▶ **Consigne 1**
Comptez les lignes des enregistrements qui contiennent la chaîne « spectator », puis donnez uniquement ce nombre.

▶ **Texte source**
□ □ □ □ □
Se chercher une job (Part II)

teaching_demoFait que environ une semaine plus tard, l’école BRS m’a contacté pour un Teaching Demo. En gros : une classe d’essai dont nous, futurs profs, connaissons plus ou moins les paramètres. Pratique courante ici, et ça a vaguement à voir avec la tradition romaine où on pitchait des gens dans une arènes pour voir comment ils se débrouillaient.

Avec Kruu Teresa, on avait convenu au téléphone d’un 30 minutes de demo. Dans la classe de Teacher Jorge. Avec comme thème “Daily Life”. Kruu Teresa tenait mordicus à ce que je monte une présentation powerpoint, malgré mes hésitations. J’avais la vague impression que ce serait useless mais je ne voulais pas me montrer récalcitrante.

Fait que…. J’ai passé 3 heures à chercher des images online et à essayer d’imaginer le degré de compréhension de ces enfants face aux activités routinières exprimées en langue anglaise. Est-ce qu’ils savent lire l’heure? Est-ce qu’ils savent les moments de la journée? Est-ce qu’il savent à quelle heure on soupe? J’ai monté une première présentation qui finalement parlait plus de l’heure qu’autre chose. Me suis dit que c’était pas vraiment “Daily Life”. En ai monté une autre et, quand j’ai été satisfaite du contenu un bon 45 minutes plus tard, je l’ai sauvé en plusieurs exemplaires ; un pdf, un pps, un pptx, que j’ai mis sur ma clef USB, que je me suis envoyé par courriel et que j’ai gardé sur mon ordi.
□ □ □ □ □
▶ **Données enregistrées**
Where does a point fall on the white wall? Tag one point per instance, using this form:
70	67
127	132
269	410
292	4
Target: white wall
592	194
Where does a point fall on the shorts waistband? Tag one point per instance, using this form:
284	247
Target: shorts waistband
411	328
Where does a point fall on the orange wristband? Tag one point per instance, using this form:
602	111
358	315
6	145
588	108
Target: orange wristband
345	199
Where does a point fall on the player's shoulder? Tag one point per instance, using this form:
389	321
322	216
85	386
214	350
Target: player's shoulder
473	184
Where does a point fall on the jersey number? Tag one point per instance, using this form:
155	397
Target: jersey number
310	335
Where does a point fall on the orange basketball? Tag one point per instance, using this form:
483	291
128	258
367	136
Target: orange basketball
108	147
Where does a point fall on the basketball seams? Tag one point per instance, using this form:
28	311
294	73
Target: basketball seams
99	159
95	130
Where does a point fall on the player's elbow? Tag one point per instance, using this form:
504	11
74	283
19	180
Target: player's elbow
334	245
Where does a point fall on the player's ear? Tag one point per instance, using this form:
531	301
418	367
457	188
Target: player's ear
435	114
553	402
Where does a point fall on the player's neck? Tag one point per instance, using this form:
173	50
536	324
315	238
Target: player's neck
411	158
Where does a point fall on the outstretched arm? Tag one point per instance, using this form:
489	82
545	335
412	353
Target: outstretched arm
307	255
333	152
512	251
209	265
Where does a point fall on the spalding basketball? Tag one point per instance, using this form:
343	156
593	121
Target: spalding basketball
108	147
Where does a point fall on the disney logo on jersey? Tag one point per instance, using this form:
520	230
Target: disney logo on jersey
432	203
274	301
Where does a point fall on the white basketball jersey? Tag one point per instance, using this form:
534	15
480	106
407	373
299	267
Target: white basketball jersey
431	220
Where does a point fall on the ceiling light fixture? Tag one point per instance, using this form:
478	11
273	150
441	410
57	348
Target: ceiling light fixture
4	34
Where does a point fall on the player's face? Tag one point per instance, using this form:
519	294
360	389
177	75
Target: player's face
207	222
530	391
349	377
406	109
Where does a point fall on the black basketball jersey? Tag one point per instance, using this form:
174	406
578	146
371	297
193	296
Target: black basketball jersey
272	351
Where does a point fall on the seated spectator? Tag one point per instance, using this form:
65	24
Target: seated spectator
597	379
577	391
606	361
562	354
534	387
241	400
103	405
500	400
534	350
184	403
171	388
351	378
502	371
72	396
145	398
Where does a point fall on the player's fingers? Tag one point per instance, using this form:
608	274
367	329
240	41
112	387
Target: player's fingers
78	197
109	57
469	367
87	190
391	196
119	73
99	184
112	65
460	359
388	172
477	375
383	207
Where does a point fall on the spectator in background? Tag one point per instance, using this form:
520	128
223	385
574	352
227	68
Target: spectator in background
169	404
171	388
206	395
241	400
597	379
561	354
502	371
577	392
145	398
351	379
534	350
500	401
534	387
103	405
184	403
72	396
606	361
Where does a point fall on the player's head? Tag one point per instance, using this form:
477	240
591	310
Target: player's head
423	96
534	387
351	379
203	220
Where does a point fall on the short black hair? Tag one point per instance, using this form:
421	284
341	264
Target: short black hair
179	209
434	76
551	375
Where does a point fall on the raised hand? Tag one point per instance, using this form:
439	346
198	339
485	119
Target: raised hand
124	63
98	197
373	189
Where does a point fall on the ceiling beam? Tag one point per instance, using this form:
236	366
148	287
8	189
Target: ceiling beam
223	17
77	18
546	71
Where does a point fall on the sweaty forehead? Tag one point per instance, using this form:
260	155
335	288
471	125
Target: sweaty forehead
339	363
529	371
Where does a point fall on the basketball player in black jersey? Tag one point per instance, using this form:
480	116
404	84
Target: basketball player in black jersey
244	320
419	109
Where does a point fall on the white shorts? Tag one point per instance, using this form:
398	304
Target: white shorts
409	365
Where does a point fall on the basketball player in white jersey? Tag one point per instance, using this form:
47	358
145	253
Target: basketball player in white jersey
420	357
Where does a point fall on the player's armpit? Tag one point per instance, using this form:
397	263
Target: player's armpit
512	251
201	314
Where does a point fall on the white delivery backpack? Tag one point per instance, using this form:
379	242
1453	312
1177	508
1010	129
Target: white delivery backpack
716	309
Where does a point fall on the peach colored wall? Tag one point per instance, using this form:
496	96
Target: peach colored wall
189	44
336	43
□ □ □ □ □
▶ **Consigne 2**
Condensez sous forme de liste le paragraphe du texte source commençant par « Fait que…. J'ai passé 3 heures », en gardant ses faits principaux.

▶ **Réponse finale 1**
4

▶ **Réponse finale 2**
- 3 heures consacrées à chercher des images en ligne et à estimer la compréhension des enfants face aux activités routinières exprimées en anglais (lecture de l'heure, moments de la journée, heure du souper).
- Première présentation portant surtout sur l'heure, jugée hors du thème « Daily Life ».
- Seconde présentation, jugée satisfaisante environ 45 minutes plus tard.
- Sauvegarde en pdf, pps et pptx, copiée sur clé USB, envoyée par courriel et conservée sur l'ordinateur.